所给文本:
**********
对于本练习,您将使用逻辑回归和神经网络来识别手写数字(从0到9)。在练习的第一部分中,您将扩展先前的逻辑回归实现,并将其应用于一对多分类。
将数据集ex3data1.m和ex3weights.m文件复制到D:\Machine Learning\ex3文件目录下。
在ex3data1.mat中为您提供了一个数据集,其中包含5000个手写训练示例数字。ex3data1.mat中有5000个训练示例,其中每个训练示例都是数字的20像素×20像素灰度图像。每个像素由一个浮点数表示,该浮点数表示该位置的灰度强度。20×20像素网格被“展开”成一个400维的向量。在我们的数据矩阵X中,每一个训练例子都变成了一行。这给了我们一个5000×400的矩阵X,其中每一行都是手写数字图像的训练示例。训练集的第二部分是包含训练集标签的5000维向量y。在这里没有零索引,我们将数字0映射到值10。因此,“0”数字被标记为“10”,而数字“1”到“9”按其自然顺序标记为“1”到“9”。
从X中随机选择100行,并将这些行传递给displayData函数。此函数将每行映射为20像素x 20像素的灰度图像,并将图像一起显示。在当前目录下建立displayData.m文件:
function [h, display_array] = displayData(X, example_width)
%返回两个参数,第一个就是绘制出的图形句柄;第二个就是100个处理后的案例图形的灰度强度矩阵
%第一个参数就是100个处理前的案例图形的灰度矩阵;第二个就是每个案例图形的显示宽度,用像素数表示
if ~exist('example_width', 'var') || isempty(example_width)
**********
所给记录:
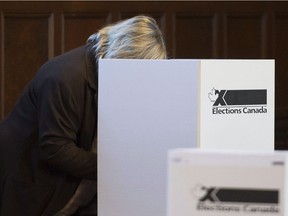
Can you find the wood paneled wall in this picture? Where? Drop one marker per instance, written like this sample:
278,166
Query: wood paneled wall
33,32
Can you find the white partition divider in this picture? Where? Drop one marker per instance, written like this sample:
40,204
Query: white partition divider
216,183
146,107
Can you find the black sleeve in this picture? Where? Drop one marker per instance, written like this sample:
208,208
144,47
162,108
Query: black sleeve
59,115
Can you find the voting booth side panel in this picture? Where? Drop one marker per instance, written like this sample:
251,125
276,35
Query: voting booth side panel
145,108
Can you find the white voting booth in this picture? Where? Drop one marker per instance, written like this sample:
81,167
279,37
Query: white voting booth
**********
任务目标:
a. 把手写数字识别练习的文本中从“将数据集ex3data1.m”起到“display_array] = displayData(X, example_width)”止的这一段照原文抄录下来。
b. 从手写数字识别练习的文本停下的地方往下续写。

逐项答复:
a.
将数据集ex3data1.m和ex3weights.m文件复制到D:\Machine Learning\ex3文件目录下。
在ex3data1.mat中为您提供了一个数据集,其中包含5000个手写训练示例数字。ex3data1.mat中有5000个训练示例,其中每个训练示例都是数字的20像素×20像素灰度图像。每个像素由一个浮点数表示,该浮点数表示该位置的灰度强度。20×20像素网格被“展开”成一个400维的向量。在我们的数据矩阵X中,每一个训练例子都变成了一行。这给了我们一个5000×400的矩阵X,其中每一行都是手写数字图像的训练示例。训练集的第二部分是包含训练集标签的5000维向量y。在这里没有零索引,我们将数字0映射到值10。因此,“0”数字被标记为“10”,而数字“1”到“9”按其自然顺序标记为“1”到“9”。
从X中随机选择100行,并将这些行传递给displayData函数。此函数将每行映射为20像素x 20像素的灰度图像,并将图像一起显示。在当前目录下建立displayData.m文件:
function [h, display_array] = displayData(X, example_width)

b.
example_width = round(sqrt(size(X, 2)));
%round计算离x最近的整数,如果没有设置案例图形的宽度,就设置为20
end
colormap(gray);
%将图形设置为灰度图型
[m n] = size(X);
example_height = (n / example_width);
%将每个案例图形的高度、宽度均这设置为20。
display_rows = floor(sqrt(m));
%当x为浮点数时,取小于x的最大整数,将每行放置10个案例
display_cols = ceil(m / display_rows);
%当x为浮点数时,取大于x的最小整数,将每列放置10个案例。
pad = 1;
%每个案例之间用一个像素的黑色线条进行填充,因为最终形成的
%display_array矩阵中填充地方的灰度强度为1,最高也就是为黑色
display_array = - ones(pad + display_rows * (example_height + pad), ...
pad + display_cols * (example_width + pad));
%生成像素矩阵,即多少行和多少列,每行每列代表一个像素。矩阵每个元素为1。
% 将X中案例图形的灰度强度矩阵复制到display_array矩阵中,中间进行略微调整。
curr_ex = 1;
for j = 1:display_rows
for i = 1:display_cols
if curr_ex > m,
break;
end
max_val = max(abs(X(curr_ex, :)));
%abs求绝对值,找出第一行中灰度强度最大的值,将每个案例处理后的
%灰度强度矩阵的每个元素除以这个值,将灰度值归一化
display_array(pad + (j - 1) * (example_height + pad) + (1:example_height), ...
pad + (i - 1) * (example_width + pad) + (1:example_width)) = ...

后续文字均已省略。